Study text:
------------

Anyone who has seen me over the past month or so will likely remember the spiffy hat Lynda knit for me. It's become my "go to" headwarmer for many reasons: it's super warm (sometimes even wear it to bed), ultra soft, has built-in personality and attitude, and doesn't get caught up in the incisions on my head. One thing about it, however, has been bothering me for some time. While I like to think the hat is one-of-a-kind, something about it is all so familiar. This morning it dawned on me: I have seen a very similar hat. I like mine better than Billy Gibbons' (of ZZ Top fame), and am not in any hurry to copy his bearded look just so the hats look even more alike. So, do you think the hats were separated at birth?

------------

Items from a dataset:
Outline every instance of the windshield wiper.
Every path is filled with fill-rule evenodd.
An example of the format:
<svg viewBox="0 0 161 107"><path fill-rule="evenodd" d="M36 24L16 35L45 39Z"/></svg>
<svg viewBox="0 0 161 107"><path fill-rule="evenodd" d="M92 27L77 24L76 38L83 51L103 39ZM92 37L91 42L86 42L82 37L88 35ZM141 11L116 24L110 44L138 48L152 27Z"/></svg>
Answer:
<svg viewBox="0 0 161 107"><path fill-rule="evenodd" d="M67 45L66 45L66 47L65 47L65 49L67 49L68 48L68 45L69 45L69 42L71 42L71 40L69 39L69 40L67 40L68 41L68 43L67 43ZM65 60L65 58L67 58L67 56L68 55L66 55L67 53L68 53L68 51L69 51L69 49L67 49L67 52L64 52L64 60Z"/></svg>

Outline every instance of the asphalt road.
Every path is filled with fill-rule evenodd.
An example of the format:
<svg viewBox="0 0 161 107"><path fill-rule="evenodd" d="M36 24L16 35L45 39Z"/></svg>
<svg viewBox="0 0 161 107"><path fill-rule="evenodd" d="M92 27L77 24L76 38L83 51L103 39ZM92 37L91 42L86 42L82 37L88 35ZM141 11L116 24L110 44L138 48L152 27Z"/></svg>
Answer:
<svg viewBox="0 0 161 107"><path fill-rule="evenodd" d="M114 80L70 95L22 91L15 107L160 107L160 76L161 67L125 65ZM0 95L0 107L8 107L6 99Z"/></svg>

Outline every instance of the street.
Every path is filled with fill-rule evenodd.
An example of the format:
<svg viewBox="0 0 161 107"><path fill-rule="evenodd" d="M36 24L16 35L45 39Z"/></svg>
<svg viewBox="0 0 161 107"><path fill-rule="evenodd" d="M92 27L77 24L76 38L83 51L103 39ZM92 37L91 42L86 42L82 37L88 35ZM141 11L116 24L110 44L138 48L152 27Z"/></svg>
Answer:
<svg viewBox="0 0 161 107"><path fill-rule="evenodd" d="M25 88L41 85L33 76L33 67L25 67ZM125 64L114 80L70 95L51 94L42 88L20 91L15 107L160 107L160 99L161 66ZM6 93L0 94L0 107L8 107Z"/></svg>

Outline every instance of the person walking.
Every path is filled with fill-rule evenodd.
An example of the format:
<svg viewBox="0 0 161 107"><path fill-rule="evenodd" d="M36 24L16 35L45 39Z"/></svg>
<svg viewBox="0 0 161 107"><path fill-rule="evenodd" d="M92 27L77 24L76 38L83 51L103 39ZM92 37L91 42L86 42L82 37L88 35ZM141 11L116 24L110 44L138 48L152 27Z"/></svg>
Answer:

------------

Problem to work on:
Retype the passage of the post about the knitted hat, starting at "Anyone who has" and ending at "separated at birth?". None of the rows are needed here.

Solution for this problem:
Anyone who has seen me over the past month or so will likely remember the spiffy hat Lynda knit for me. It's become my "go to" headwarmer for many reasons: it's super warm (sometimes even wear it to bed), ultra soft, has built-in personality and attitude, and doesn't get caught up in the incisions on my head. One thing about it, however, has been bothering me for some time. While I like to think the hat is one-of-a-kind, something about it is all so familiar. This morning it dawned on me: I have seen a very similar hat. I like mine better than Billy Gibbons' (of ZZ Top fame), and am not in any hurry to copy his bearded look just so the hats look even more alike. So, do you think the hats were separated at birth?